» **Provided entries**
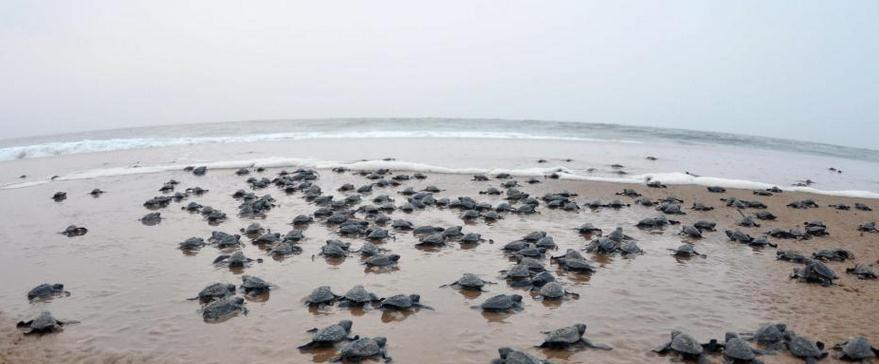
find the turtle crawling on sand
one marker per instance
(46, 291)
(43, 323)
(214, 292)
(815, 272)
(502, 303)
(856, 349)
(469, 281)
(511, 356)
(364, 348)
(570, 336)
(74, 230)
(330, 335)
(222, 309)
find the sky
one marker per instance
(798, 69)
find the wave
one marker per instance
(107, 145)
(669, 178)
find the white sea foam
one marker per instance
(107, 145)
(672, 178)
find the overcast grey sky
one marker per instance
(795, 69)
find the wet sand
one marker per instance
(129, 282)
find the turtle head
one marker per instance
(504, 352)
(346, 324)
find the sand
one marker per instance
(129, 283)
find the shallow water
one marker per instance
(129, 283)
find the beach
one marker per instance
(129, 282)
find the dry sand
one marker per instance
(129, 282)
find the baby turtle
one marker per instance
(863, 271)
(856, 349)
(511, 356)
(569, 336)
(74, 230)
(554, 291)
(321, 296)
(402, 302)
(502, 302)
(686, 251)
(215, 291)
(43, 323)
(683, 344)
(254, 286)
(357, 296)
(469, 281)
(815, 272)
(364, 348)
(235, 260)
(151, 219)
(222, 309)
(803, 348)
(737, 349)
(330, 335)
(382, 260)
(46, 291)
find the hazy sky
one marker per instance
(796, 69)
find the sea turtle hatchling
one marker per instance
(46, 291)
(469, 281)
(856, 349)
(43, 323)
(222, 309)
(364, 348)
(569, 336)
(330, 335)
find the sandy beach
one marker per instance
(129, 283)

» **Stated task**
From the line containing "find the sky" through the closing line of the material above, return every line exactly and omit all others.

» **Written answer**
find the sky
one marker per instance
(798, 69)
find the wave
one marker per instance
(107, 145)
(669, 178)
find the white sea foam
one marker per instance
(107, 145)
(672, 178)
find the overcast grey sky
one marker per instance
(795, 69)
find the wet sand
one marker per instance
(129, 282)
find the turtle head
one marker per instance
(504, 352)
(346, 324)
find the sand
one marker per instance
(129, 283)
find the shallow water
one marker per instance
(129, 283)
find the beach
one marker per instance
(129, 282)
find the dry sand
one marker per instance
(129, 282)
find the baby turtle
one marker per instance
(863, 271)
(856, 349)
(511, 356)
(569, 336)
(74, 230)
(554, 291)
(321, 296)
(402, 302)
(502, 302)
(686, 251)
(215, 291)
(43, 323)
(683, 344)
(254, 286)
(357, 296)
(469, 281)
(815, 272)
(364, 348)
(235, 260)
(151, 219)
(222, 309)
(803, 348)
(737, 349)
(330, 335)
(382, 260)
(46, 291)
find the hazy sky
one marker per instance
(796, 69)
find the sea turtle hatchling
one marker per instance
(46, 291)
(469, 281)
(856, 349)
(43, 323)
(222, 309)
(364, 348)
(569, 336)
(330, 335)
find the sandy beach
one marker per instance
(129, 283)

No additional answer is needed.